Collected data
******

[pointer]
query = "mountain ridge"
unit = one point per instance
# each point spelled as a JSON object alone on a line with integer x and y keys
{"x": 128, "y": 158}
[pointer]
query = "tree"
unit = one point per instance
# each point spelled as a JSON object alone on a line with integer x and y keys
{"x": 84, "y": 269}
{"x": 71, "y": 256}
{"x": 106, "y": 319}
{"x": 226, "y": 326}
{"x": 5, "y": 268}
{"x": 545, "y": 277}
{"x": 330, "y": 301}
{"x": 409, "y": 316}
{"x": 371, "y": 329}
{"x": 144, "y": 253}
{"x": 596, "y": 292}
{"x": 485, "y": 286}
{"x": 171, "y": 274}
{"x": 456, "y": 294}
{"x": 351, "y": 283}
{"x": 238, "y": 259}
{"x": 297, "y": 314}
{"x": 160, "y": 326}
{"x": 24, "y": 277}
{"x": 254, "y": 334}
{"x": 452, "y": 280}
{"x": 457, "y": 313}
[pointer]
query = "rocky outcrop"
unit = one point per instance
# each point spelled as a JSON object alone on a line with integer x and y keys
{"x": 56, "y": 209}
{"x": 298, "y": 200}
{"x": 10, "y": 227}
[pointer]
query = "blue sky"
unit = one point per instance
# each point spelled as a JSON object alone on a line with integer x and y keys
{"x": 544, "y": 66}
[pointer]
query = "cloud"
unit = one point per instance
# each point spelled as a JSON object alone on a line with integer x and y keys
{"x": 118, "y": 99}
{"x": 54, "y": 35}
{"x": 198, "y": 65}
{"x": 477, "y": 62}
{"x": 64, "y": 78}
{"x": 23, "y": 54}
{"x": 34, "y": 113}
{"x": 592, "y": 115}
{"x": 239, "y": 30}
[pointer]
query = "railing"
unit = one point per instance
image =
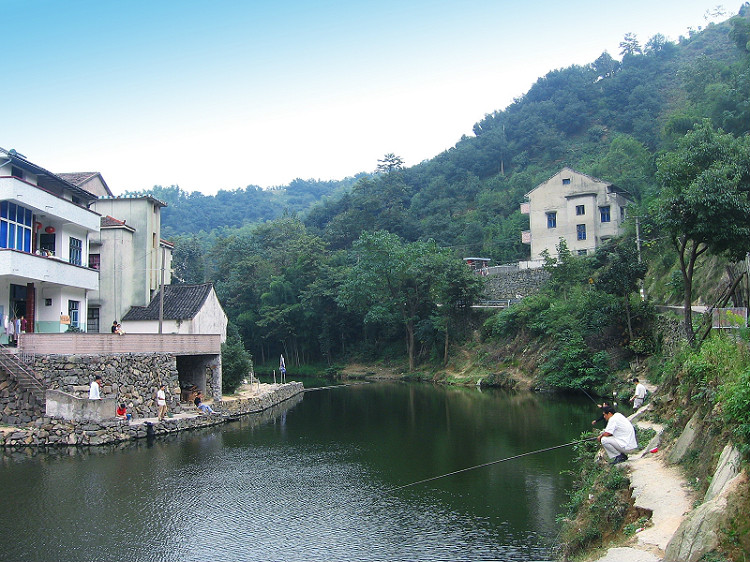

******

### The exercise
Update the items above by replacing "one point per instance" with "one point per object" everywhere it appears and leaving all else unchanged. Leave the pictures out of your answer.

### Answer for this exercise
[pointer]
query = "mountain ridge"
unit = one point per object
# each point spelled as a JSON object alone on a line with integer x and y keys
{"x": 128, "y": 158}
[pointer]
query = "tree"
unit = one point per object
# each point spelled as a JSON object alone on a line with integer x and y keys
{"x": 84, "y": 269}
{"x": 71, "y": 256}
{"x": 106, "y": 319}
{"x": 226, "y": 326}
{"x": 5, "y": 268}
{"x": 545, "y": 277}
{"x": 330, "y": 301}
{"x": 409, "y": 316}
{"x": 371, "y": 329}
{"x": 144, "y": 253}
{"x": 596, "y": 292}
{"x": 485, "y": 286}
{"x": 171, "y": 274}
{"x": 456, "y": 294}
{"x": 351, "y": 283}
{"x": 238, "y": 259}
{"x": 297, "y": 314}
{"x": 160, "y": 326}
{"x": 24, "y": 277}
{"x": 254, "y": 334}
{"x": 452, "y": 280}
{"x": 457, "y": 313}
[pointer]
query = "rocky outcrop"
unit = one point per object
# each point spelled as a JSON object alone on a line with integer x and y keys
{"x": 56, "y": 209}
{"x": 298, "y": 200}
{"x": 10, "y": 227}
[pointer]
query = "blue sky"
unit = one point per object
# each point spelled as a JSON object alone on a line with integer x and y keys
{"x": 544, "y": 66}
[pointer]
query = "cloud"
unit = one point per object
# each point spelled as a JSON object alone on a line with integer x and y keys
{"x": 118, "y": 99}
{"x": 54, "y": 35}
{"x": 198, "y": 65}
{"x": 477, "y": 62}
{"x": 64, "y": 78}
{"x": 23, "y": 54}
{"x": 34, "y": 113}
{"x": 592, "y": 115}
{"x": 239, "y": 30}
[pointer]
query = "railing"
unit = one point per object
image =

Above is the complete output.